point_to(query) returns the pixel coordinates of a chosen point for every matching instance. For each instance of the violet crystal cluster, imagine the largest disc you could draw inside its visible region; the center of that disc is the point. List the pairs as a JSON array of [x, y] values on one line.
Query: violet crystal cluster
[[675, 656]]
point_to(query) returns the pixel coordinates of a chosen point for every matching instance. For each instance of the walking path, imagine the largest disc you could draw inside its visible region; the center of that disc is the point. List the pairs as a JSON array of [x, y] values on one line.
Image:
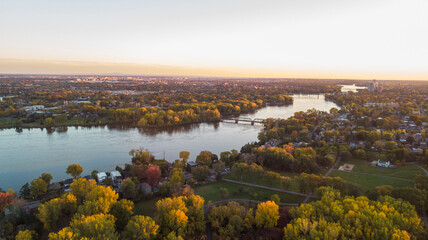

→ **AIM**: Recast every line of the records as a Markdown table with the columns "Row" and "Line," numbering the rows and skipping blank lines. Omit the pictures from the table.

→ **EXPECTED OUTPUT**:
| Row | Line |
|---|---|
| 1 | point_to(query) returns the pixel coordinates of a chosen point for every matching instance. For each instance of the violet crystal cluster, imagine the largest disc you could draw inside its visible region; the center of that disc is the point. List the pairs as a JSON array of [x, y] values on one line. |
| 2 | Query: violet crystal cluster |
| 3 | [[675, 656]] |
| 4 | point_to(query) returns the pixel coordinates of a chosen point for every matching instance. For each instance of the walking path, imagine the largest disc you could draw inside its visible region; the center of that disc is the point. List the pairs as a JSON array of [x, y] values on one line. |
| 5 | Image: |